### Exercise description
Since the copy must hold text only, transcribe the data below exactly and omit the images.

### Study material
==*==

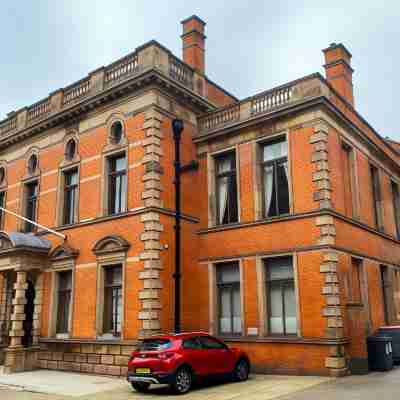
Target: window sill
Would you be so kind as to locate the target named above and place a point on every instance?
(284, 340)
(354, 304)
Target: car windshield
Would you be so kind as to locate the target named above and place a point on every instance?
(154, 344)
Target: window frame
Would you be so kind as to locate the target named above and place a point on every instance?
(57, 267)
(349, 152)
(231, 174)
(262, 295)
(232, 287)
(3, 203)
(109, 259)
(67, 318)
(112, 177)
(113, 287)
(274, 163)
(26, 203)
(396, 205)
(376, 197)
(66, 189)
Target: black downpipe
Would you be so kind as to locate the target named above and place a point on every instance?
(177, 127)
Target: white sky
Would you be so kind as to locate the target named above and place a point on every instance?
(251, 46)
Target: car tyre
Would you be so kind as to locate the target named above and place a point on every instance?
(141, 387)
(241, 371)
(183, 380)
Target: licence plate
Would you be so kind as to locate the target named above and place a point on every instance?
(142, 370)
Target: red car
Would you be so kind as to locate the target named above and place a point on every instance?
(178, 360)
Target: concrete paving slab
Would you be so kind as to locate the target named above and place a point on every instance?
(61, 383)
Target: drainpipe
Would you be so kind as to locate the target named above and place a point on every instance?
(177, 128)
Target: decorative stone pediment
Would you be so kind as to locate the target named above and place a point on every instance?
(63, 252)
(23, 241)
(5, 242)
(111, 244)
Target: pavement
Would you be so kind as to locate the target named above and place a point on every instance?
(57, 385)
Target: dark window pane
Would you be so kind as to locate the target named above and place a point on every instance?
(31, 190)
(211, 343)
(64, 301)
(70, 196)
(275, 179)
(228, 282)
(281, 296)
(117, 185)
(226, 190)
(154, 344)
(113, 300)
(192, 343)
(396, 206)
(2, 204)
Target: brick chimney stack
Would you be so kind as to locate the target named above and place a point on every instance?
(193, 42)
(338, 70)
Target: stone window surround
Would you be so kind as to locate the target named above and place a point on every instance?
(348, 147)
(105, 190)
(262, 293)
(212, 206)
(257, 180)
(22, 208)
(108, 258)
(73, 165)
(380, 208)
(4, 184)
(2, 221)
(213, 295)
(56, 268)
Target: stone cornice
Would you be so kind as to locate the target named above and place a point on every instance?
(149, 64)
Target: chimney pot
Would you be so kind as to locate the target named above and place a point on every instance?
(338, 70)
(193, 42)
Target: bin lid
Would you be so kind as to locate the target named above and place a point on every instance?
(379, 339)
(392, 327)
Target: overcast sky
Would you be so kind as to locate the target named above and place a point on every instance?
(251, 46)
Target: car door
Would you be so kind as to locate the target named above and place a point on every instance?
(217, 355)
(194, 354)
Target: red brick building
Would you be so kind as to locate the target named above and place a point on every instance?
(290, 224)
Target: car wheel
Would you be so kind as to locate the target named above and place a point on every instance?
(182, 380)
(241, 371)
(141, 387)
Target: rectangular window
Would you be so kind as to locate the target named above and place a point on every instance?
(3, 205)
(64, 301)
(117, 184)
(349, 181)
(228, 288)
(226, 189)
(387, 293)
(281, 296)
(396, 207)
(275, 181)
(376, 197)
(112, 300)
(70, 196)
(31, 196)
(354, 281)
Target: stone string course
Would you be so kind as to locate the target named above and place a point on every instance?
(103, 359)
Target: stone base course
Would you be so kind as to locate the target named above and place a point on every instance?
(103, 359)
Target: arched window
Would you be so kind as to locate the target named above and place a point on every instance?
(116, 132)
(32, 163)
(70, 149)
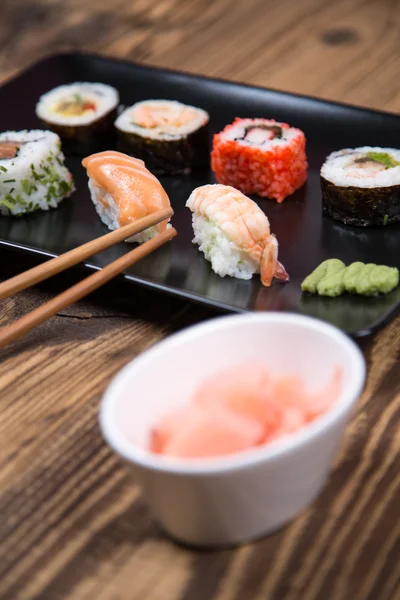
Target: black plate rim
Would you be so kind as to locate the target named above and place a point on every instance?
(188, 74)
(171, 290)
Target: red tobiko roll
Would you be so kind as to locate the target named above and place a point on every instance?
(260, 156)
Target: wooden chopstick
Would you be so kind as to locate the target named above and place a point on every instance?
(42, 313)
(73, 257)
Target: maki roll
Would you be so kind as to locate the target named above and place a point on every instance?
(169, 136)
(260, 156)
(234, 234)
(361, 186)
(32, 172)
(123, 191)
(82, 114)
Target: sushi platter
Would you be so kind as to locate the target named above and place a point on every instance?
(281, 202)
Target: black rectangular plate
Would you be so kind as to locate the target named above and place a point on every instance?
(305, 237)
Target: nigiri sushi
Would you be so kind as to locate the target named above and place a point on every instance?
(234, 234)
(123, 190)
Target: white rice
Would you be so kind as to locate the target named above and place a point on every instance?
(36, 177)
(226, 258)
(109, 215)
(339, 169)
(238, 131)
(166, 132)
(105, 97)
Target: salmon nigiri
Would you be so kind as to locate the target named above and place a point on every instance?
(123, 190)
(234, 234)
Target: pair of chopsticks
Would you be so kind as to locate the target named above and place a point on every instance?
(88, 285)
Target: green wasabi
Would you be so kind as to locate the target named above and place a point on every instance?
(326, 269)
(332, 278)
(350, 276)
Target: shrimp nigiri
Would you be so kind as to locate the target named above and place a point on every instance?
(234, 234)
(123, 191)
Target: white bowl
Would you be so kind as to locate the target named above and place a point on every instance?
(232, 499)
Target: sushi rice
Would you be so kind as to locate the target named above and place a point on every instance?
(234, 234)
(35, 178)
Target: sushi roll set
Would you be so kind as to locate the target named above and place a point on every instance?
(361, 186)
(32, 172)
(260, 156)
(124, 149)
(123, 191)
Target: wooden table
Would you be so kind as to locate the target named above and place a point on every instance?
(72, 523)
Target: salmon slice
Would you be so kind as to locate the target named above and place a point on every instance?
(135, 191)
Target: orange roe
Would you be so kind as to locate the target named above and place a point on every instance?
(274, 172)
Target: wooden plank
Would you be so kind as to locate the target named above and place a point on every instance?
(73, 524)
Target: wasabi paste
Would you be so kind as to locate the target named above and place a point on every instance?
(332, 278)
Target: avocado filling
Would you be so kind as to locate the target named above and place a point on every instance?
(258, 134)
(75, 106)
(383, 159)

==*==

### Solution for this problem
Target: window sill
Would you be so kind as to locate the target named above and place a point on every instance?
(284, 340)
(354, 304)
Target: car windshield
Would you be so kind as to locate the target named above and place a point on every instance?
(154, 344)
Target: window frame
Would you be so kind as to locate the target named above and place a point on every instance?
(57, 267)
(349, 152)
(231, 174)
(262, 295)
(232, 287)
(3, 203)
(109, 259)
(67, 318)
(112, 177)
(113, 287)
(274, 163)
(26, 203)
(396, 205)
(376, 197)
(66, 189)
Target: black downpipe
Would you be so kind as to locate the target named above and place a point on every instance?
(177, 127)
Target: white sky
Would you be so kind as to locate the target named above and place a point on every instance?
(251, 46)
Target: car tyre
Would you be so kind as to locate the target named above and place a point on every instance?
(141, 387)
(241, 371)
(183, 380)
Target: licence plate
Would you be so kind as to locate the target named above and place a point on every instance?
(142, 370)
Target: red car
Would you be so kind as to locate the target named above and place a point on every instance?
(178, 360)
Target: concrete paving slab
Would you be so kind as to locate the target named above and place a point on every instance?
(61, 383)
Target: drainpipe
Would you be so kind as to locate the target named above and place a point on every instance?
(177, 128)
Target: decorative stone pediment
Would you be so kind as to locate the target named above and place a point on every instance?
(63, 252)
(23, 241)
(5, 242)
(111, 244)
Target: pavement
Would you be so kind as to locate the target named above and place a point on every instance?
(57, 385)
Target: dark window pane
Would you be so kind as to locate the target named above and place a point on every instance?
(31, 190)
(211, 343)
(64, 301)
(70, 196)
(275, 179)
(228, 282)
(281, 296)
(117, 185)
(226, 190)
(154, 344)
(113, 300)
(192, 343)
(396, 206)
(2, 204)
Target: brick chimney stack
Would you be so kind as to locate the target named above and place a point on every instance?
(193, 42)
(338, 70)
Target: stone window surround
Would you be so kind as to locate the target named above and place a point on every instance?
(348, 147)
(105, 190)
(262, 293)
(212, 206)
(257, 180)
(22, 208)
(108, 258)
(73, 165)
(380, 208)
(4, 184)
(2, 221)
(213, 295)
(56, 268)
Target: stone cornice
Would you be so kind as to locate the target named above and place a point on every instance?
(149, 64)
Target: chimney pot
Would you be so kind as to locate the target named above and place a point on every instance?
(338, 70)
(193, 42)
Target: bin lid
Would you be so kind as to locate the target named above and place a point on every instance?
(379, 339)
(392, 327)
Target: overcast sky
Would you be so kind as to locate the target named above and place a point on every instance?
(251, 46)
Target: car door
Would you be so kind as to locate the target named above and place a point on every instance?
(217, 355)
(194, 354)
Target: red brick building
Would you be so kind as to locate the target named above and place a point on every instance?
(290, 224)
Target: car wheel
Would you be so kind as to locate the target named above and place a point on every instance?
(182, 380)
(241, 371)
(141, 387)
Target: rectangular window
Would you be so kind as to locate the target named above and place a point on every instance?
(3, 205)
(64, 301)
(117, 184)
(349, 181)
(228, 288)
(226, 189)
(387, 293)
(281, 296)
(396, 207)
(275, 181)
(376, 197)
(112, 300)
(70, 196)
(31, 196)
(354, 281)
Target: stone string course
Would you be so kind as to locate the target named above and place a point on every instance?
(103, 359)
Target: stone base course
Would you be so kind as to locate the target named above and place a point on every instance?
(103, 359)
Target: arched window
Would you be so kind as to locate the target named above and place a point on every instance?
(116, 132)
(32, 163)
(70, 149)
Target: black plate rim
Would you be so kind as to locate the target named above and place a point on every instance?
(188, 74)
(171, 290)
Target: red tobiko roll
Would you be so kind as to locate the target named above and place a point on every instance?
(260, 156)
Target: wooden chopstick
Would you be so kind as to locate the target named above and place a point on every instance?
(42, 313)
(73, 257)
Target: maki roll
Would you be so kind as to locate the target named above and place a point on every instance?
(169, 136)
(260, 156)
(234, 234)
(361, 186)
(32, 172)
(123, 191)
(82, 114)
Target: sushi platter
Would you be so kind as to locate the target named above and place a point on every instance?
(281, 202)
Target: black rectangular plate
Would you be so kind as to locate the target named above and place a point on every instance?
(305, 237)
Target: nigiri sushi
Would you be so kind as to locate the target named above and place a point on every instance?
(234, 234)
(123, 190)
Target: white rice
Would you be so kind as to locate the target named above and place a point on every instance?
(36, 177)
(226, 258)
(109, 215)
(339, 169)
(238, 131)
(166, 132)
(105, 97)
Target: salmon nigiri
Would you be so kind as to locate the target named above and place a point on every instance?
(123, 190)
(234, 234)
Target: pair of chopsticks
Would you be so kind as to locate the target named above and place a point on every instance?
(88, 285)
Target: green wasabi
Would you be so kind as to locate the target named above and place a point on every instance?
(326, 269)
(332, 278)
(350, 276)
Target: shrimp nigiri
Would you be so kind as to locate the target named above and place a point on every instance?
(234, 234)
(123, 191)
Target: white bowl
Would you be so kind as to locate the target named above and place a point on every instance?
(232, 499)
Target: sushi rice
Would you be so kind as to locate the target named above and place a point on every instance?
(234, 234)
(35, 178)
Target: sushi roll set
Would you be so kind as to locate the target named above and place a point on every instance?
(361, 186)
(32, 172)
(260, 156)
(124, 149)
(123, 191)
Target: wooden table
Would you be so kind as to locate the target named above and place a point on every instance?
(72, 523)
Target: salmon slice
Would you be so kind as to locate the target named above and place a point on every instance?
(135, 191)
Target: orange roe
Would you be so kind as to locate the target named above and place a point on every instance?
(274, 172)
Target: wooden plank
Would you be so kind as to locate the target named above and place a point on every instance?
(73, 524)
Target: wasabi paste
Would you be so kind as to locate the target named above and place a point on every instance?
(332, 278)
Target: avocado filling
Would you be so kind as to locate the target named above and place a point on every instance?
(258, 134)
(75, 106)
(383, 159)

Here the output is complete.